- **Required task**
Will you print the material below without altering a single character?

··· Entries supplied ···

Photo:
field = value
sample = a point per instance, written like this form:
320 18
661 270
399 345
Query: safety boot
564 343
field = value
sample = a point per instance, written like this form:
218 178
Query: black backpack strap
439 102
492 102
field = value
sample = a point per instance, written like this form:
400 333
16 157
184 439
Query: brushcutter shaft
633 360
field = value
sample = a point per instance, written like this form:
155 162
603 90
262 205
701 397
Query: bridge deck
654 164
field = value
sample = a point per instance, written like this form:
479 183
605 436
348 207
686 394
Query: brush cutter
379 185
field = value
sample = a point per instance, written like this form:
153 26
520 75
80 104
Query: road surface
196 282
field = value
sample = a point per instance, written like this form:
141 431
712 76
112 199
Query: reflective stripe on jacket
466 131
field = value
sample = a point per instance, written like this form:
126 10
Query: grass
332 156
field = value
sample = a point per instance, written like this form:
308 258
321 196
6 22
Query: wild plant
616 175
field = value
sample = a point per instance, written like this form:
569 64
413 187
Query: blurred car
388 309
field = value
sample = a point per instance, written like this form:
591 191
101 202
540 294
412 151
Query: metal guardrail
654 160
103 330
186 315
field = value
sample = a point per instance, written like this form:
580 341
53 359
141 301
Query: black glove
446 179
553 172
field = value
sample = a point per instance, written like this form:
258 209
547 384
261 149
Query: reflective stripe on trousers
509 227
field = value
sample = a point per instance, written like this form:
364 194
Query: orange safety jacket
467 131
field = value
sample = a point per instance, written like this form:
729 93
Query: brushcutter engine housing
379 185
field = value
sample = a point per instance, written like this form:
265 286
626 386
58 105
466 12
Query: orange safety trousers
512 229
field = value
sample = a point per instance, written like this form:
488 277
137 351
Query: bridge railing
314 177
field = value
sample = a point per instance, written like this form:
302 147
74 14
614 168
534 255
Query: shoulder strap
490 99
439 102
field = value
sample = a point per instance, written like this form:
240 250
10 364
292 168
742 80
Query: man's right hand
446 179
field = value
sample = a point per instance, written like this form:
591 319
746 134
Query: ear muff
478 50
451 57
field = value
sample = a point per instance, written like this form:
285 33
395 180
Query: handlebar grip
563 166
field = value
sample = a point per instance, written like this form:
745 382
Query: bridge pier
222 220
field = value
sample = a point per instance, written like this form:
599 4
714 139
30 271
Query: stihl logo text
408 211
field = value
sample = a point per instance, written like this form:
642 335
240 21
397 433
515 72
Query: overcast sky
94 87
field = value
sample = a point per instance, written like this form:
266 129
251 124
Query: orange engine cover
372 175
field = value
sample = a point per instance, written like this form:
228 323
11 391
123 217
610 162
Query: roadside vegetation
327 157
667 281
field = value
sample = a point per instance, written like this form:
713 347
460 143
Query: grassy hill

···

- **Reply**
Photo:
field = value
sample = a point per instance, written like this form:
320 18
661 270
399 345
Query: safety boot
564 343
field = value
sample = a point per instance, written like this form:
218 178
Query: black backpack strap
439 102
492 102
field = value
sample = a point per instance, written like this form:
400 333
16 157
184 439
Query: brushcutter shaft
633 360
field = value
sample = a point per instance, written like this form:
155 162
603 90
262 205
701 397
Query: bridge deck
654 164
field = value
sample = a point per instance, written like this form:
479 183
605 436
348 207
686 394
Query: brush cutter
379 185
field = value
sample = a point per instance, written like this form:
153 26
520 75
80 104
Query: road surface
196 282
field = value
sample = a point per instance, written like this form:
141 431
712 76
112 199
Query: reflective stripe on jacket
466 131
field = value
sample = a point per instance, written like this form:
126 10
Query: grass
332 156
field = value
sample = a point per instance, written like this form:
308 258
321 196
6 22
Query: wild plant
616 175
field = value
sample = a point per instance, written like this form:
569 64
413 187
Query: blurred car
388 309
field = value
sample = a point per instance, written like this form:
591 191
101 202
540 294
412 151
Query: metal guardrail
654 160
103 330
186 315
field = value
sample = a point per instance, written like this form:
580 341
53 359
141 301
Query: black glove
446 179
553 172
field = value
sample = a point per instance, written like this form:
258 209
547 384
261 149
Query: reflective stripe on trousers
509 227
field = value
sample = a point per instance, written like this form:
364 194
Query: orange safety jacket
467 131
field = value
sample = a point per instance, written like this form:
729 93
Query: brushcutter engine housing
379 185
field = value
sample = a point per instance, written like this form:
265 286
626 386
58 105
466 12
Query: orange safety trousers
512 229
field = value
sample = a point per instance, written like this form:
488 277
137 351
Query: bridge railing
314 177
field = value
sample = a point per instance, written like this form:
302 147
74 14
614 168
534 255
Query: shoulder strap
490 99
439 102
field = value
sample = a point per instance, written like this form:
240 250
10 364
292 168
742 80
Query: man's right hand
446 179
field = value
sample = a point per instance, written like this form:
591 319
746 134
Query: ear muff
478 50
451 57
field = value
sample = a point per instance, written like this form:
285 33
395 180
Query: handlebar grip
563 166
field = value
sample = a point per instance, written like this form:
745 382
Query: bridge pier
222 220
field = value
sample = a point per instance, written like this form:
599 4
714 139
30 271
Query: stihl logo text
408 211
field = value
sample = a point per instance, written like this form:
642 335
240 21
397 433
515 72
Query: overcast sky
94 87
field = value
sample = a point per instance, written like this form:
266 129
251 124
Query: orange engine cover
372 175
field = value
sample = a point per instance, written like this form:
228 323
11 391
123 217
610 162
Query: roadside vegetation
327 157
667 281
field = value
sample = a point per instance, written like this form:
713 347
460 143
Query: grassy hill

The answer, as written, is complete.